- [YOUR GOAL] Give back all the records exactly, keeping every line whole.

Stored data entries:
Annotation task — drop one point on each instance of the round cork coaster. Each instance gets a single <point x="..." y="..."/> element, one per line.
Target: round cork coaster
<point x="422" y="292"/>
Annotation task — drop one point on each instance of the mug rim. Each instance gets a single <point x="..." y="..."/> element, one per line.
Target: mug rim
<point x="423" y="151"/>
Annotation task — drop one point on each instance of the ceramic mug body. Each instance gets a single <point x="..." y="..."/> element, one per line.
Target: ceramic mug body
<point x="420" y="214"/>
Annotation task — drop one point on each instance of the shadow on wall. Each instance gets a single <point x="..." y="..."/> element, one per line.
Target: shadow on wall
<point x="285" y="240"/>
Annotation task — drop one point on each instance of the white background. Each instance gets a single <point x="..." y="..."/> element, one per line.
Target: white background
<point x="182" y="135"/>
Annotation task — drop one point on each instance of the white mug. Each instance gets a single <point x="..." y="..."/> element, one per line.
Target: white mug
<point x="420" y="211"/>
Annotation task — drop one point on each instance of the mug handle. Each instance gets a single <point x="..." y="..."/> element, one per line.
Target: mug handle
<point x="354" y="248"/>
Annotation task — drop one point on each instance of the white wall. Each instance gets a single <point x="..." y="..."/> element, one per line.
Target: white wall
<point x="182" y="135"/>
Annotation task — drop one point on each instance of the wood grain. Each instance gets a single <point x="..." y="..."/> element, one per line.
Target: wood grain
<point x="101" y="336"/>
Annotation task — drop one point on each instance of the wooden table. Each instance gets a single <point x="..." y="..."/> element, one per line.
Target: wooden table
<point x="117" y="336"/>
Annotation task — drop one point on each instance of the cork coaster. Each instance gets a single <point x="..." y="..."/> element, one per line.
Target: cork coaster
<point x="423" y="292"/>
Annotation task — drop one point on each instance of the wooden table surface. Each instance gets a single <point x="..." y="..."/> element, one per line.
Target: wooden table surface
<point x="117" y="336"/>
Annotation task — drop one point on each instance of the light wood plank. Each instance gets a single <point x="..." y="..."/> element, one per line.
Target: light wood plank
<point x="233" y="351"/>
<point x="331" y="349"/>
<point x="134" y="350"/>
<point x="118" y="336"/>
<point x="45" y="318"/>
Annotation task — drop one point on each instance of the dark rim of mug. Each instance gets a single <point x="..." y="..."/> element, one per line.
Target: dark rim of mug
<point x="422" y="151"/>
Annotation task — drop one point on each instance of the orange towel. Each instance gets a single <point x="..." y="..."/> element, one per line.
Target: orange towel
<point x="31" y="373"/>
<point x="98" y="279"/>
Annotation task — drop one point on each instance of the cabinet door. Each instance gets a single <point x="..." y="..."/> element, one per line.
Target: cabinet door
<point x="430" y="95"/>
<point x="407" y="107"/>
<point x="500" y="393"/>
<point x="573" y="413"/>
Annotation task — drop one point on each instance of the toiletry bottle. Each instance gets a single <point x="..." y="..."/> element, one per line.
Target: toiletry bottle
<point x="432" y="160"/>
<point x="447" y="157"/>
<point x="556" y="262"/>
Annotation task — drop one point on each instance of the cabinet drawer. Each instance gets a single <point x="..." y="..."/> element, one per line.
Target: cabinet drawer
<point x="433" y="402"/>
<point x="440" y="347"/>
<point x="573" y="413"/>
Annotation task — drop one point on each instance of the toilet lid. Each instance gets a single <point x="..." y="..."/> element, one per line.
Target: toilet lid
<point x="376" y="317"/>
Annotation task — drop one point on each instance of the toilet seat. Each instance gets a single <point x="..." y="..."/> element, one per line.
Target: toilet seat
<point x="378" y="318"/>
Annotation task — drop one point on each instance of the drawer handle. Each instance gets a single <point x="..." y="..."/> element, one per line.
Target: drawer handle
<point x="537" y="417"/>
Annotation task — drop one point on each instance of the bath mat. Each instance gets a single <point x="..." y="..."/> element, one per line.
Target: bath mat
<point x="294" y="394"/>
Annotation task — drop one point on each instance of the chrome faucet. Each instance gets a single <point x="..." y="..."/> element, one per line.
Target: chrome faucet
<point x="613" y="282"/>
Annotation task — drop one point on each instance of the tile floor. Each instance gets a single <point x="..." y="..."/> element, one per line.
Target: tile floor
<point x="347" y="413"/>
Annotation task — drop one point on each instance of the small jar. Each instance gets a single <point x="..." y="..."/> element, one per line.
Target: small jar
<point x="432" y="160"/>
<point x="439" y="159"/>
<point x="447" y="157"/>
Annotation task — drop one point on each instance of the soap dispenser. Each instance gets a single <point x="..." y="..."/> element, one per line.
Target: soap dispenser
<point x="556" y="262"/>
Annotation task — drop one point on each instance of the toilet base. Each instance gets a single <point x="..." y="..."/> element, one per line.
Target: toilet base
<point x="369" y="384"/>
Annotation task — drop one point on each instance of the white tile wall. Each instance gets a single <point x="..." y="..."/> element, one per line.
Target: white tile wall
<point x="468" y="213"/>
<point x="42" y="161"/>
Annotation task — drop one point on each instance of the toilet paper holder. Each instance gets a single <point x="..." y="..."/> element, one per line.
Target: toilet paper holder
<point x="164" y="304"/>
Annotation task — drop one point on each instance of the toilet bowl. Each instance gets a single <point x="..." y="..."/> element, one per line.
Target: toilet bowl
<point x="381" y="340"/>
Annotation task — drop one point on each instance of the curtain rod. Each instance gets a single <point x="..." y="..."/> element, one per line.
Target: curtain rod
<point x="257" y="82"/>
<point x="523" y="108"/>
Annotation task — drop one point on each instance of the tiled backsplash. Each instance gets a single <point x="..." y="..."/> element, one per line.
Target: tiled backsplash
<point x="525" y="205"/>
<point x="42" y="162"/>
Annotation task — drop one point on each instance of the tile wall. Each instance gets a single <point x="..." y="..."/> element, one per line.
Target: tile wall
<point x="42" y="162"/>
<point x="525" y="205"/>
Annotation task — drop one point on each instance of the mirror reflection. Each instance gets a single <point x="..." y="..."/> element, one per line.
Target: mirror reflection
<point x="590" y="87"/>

- [TASK OUTPUT]
Annotation task — drop one point on each instance of the round cork coaster. Each instance gets a single <point x="..." y="..."/> element, one per line.
Target: round cork coaster
<point x="422" y="292"/>
Annotation task — drop one point on each instance of the mug rim. Each instance gets a single <point x="..." y="..."/> element, one per line.
Target: mug rim
<point x="423" y="151"/>
Annotation task — drop one point on each instance of the ceramic mug body. Each instance gets a single <point x="..." y="..."/> element, one per line.
Target: ceramic mug body
<point x="420" y="214"/>
Annotation task — drop one point on each instance of the shadow on wall. Each instance gets a single <point x="..." y="..."/> element, one per line.
Target: shadow on wall
<point x="285" y="240"/>
Annotation task — drop one point on each instance of the white background. Each instance gets a single <point x="..." y="..."/> element, one per line.
Target: white background
<point x="182" y="135"/>
Annotation task — drop one point on each instance of the white mug. Each instance gets a single <point x="..." y="..."/> element, one per line.
Target: white mug
<point x="420" y="211"/>
Annotation task — drop one point on each instance of the mug handle. Each instance gets a single <point x="..." y="..."/> element, one per line.
Target: mug handle
<point x="354" y="248"/>
Annotation task — drop one point on each instance of the white wall. Each instance gets a single <point x="..." y="..."/> element, one per line.
Target: white wall
<point x="182" y="135"/>
Annotation task — drop one point on each instance of the wood grain. Each instance gets a single <point x="..." y="..."/> element, one per line.
Target: wood grain
<point x="101" y="336"/>
Annotation task — drop one point on each instance of the wooden table. Each instance gets a single <point x="..." y="..."/> element, one per line.
Target: wooden table
<point x="117" y="336"/>
Annotation task — drop one point on each instance of the cork coaster. Each instance gets a single <point x="..." y="..."/> element, one per line.
Target: cork coaster
<point x="423" y="292"/>
Annotation task — drop one point on each instance of the wooden table surface. Each instance gets a single <point x="..." y="..."/> element, one per line.
Target: wooden table surface
<point x="117" y="336"/>
Annotation task — drop one point on each instance of the light wood plank. Each instance gets a single <point x="..." y="..."/> element, one per line.
Target: light wood plank
<point x="233" y="351"/>
<point x="331" y="349"/>
<point x="134" y="350"/>
<point x="118" y="336"/>
<point x="45" y="318"/>
Annotation task — drop one point on each instance of the dark rim of mug. Each instance gets a single <point x="..." y="..."/> element, one per line.
Target: dark rim of mug
<point x="422" y="151"/>
Annotation task — drop one point on each instance of the orange towel. Each instance gets a single <point x="..." y="..."/> element, one per line.
Target: orange towel
<point x="31" y="373"/>
<point x="98" y="279"/>
Annotation task — drop one point on each instance of the cabinet door. Each instance gets a single <point x="..." y="..."/> element, one per line.
Target: cabinet door
<point x="430" y="95"/>
<point x="407" y="107"/>
<point x="500" y="393"/>
<point x="573" y="413"/>
Annotation task — drop one point on each instance of the toiletry bottle. Each instance gets a single <point x="..." y="..."/> element, one per line.
Target: toiletry bottle
<point x="432" y="160"/>
<point x="447" y="157"/>
<point x="556" y="262"/>
Annotation task — drop one point on each instance of the cabinet drawer. Each instance gets a single <point x="..." y="..."/> element, one per line.
Target: cabinet drawer
<point x="433" y="402"/>
<point x="440" y="347"/>
<point x="573" y="413"/>
Annotation task — drop one point on each instance of the toilet lid. Each instance gets a single <point x="..." y="..."/> element, one per line.
Target: toilet lid
<point x="376" y="317"/>
Annotation task — drop one point on each instance of the toilet seat. Each instance gets a single <point x="..." y="..."/> element, one per line.
Target: toilet seat
<point x="378" y="318"/>
Annotation task — drop one point on each instance of the drawer handle. Each instance gets a single <point x="..." y="..."/> element, one per line.
Target: drawer handle
<point x="537" y="417"/>
Annotation task — drop one point on each instance of the bath mat. Each instance gets a single <point x="..." y="..."/> element, one per line.
Target: bath mat
<point x="294" y="394"/>
Annotation task — drop one point on each instance of the chrome faucet. Each instance gets a single <point x="..." y="..."/> element, one per line.
Target: chrome faucet
<point x="613" y="282"/>
Annotation task — drop one point on each instance of the tile floor. Each instance gets a single <point x="..." y="..."/> element, one per line.
Target: tile floor
<point x="347" y="413"/>
Annotation task — drop one point on each instance of the small jar. Each instance gets a single <point x="..." y="..."/> element, one per line.
Target: small jar
<point x="432" y="160"/>
<point x="439" y="159"/>
<point x="447" y="157"/>
Annotation task — drop one point on each instance of the soap dispenser. Each instance gets a single <point x="..." y="..."/> element, one per line.
Target: soap dispenser
<point x="556" y="262"/>
Annotation task — drop one point on each instance of the toilet base. Each instance gets a single <point x="..." y="..."/> element, one per line.
Target: toilet base
<point x="369" y="384"/>
Annotation task — drop one point on each instance of the white tile wall. Each instance gets a single <point x="..." y="..."/> element, one per line.
Target: white tile wall
<point x="468" y="213"/>
<point x="42" y="161"/>
Annotation task — drop one point on each instance of the toilet paper holder. Each instance gets a single <point x="..." y="..."/> element, one per line.
Target: toilet paper holder
<point x="164" y="304"/>
Annotation task — drop one point on each instance of the toilet bowl. Each instance gets a single <point x="..." y="..."/> element, one per line.
Target: toilet bowl
<point x="381" y="340"/>
Annotation task — drop one point on each instance of the curtain rod. Each instance gets a single <point x="..." y="..."/> element, one per line.
Target: curtain rod
<point x="257" y="82"/>
<point x="523" y="108"/>
Annotation task — drop one point on each instance of the tiled backsplash. Each instance gets a single <point x="..." y="..."/> element, one per line.
Target: tiled backsplash
<point x="525" y="205"/>
<point x="42" y="162"/>
Annotation task — drop one point on each instance of the tile wall. Each instance gets a single <point x="..." y="..."/> element, one per line.
Target: tile wall
<point x="42" y="162"/>
<point x="525" y="205"/>
Annotation task — drop one point on each instance of the mirror reflection. Each instance gets a single <point x="..." y="..."/> element, one per line.
Target: mirror reflection
<point x="590" y="87"/>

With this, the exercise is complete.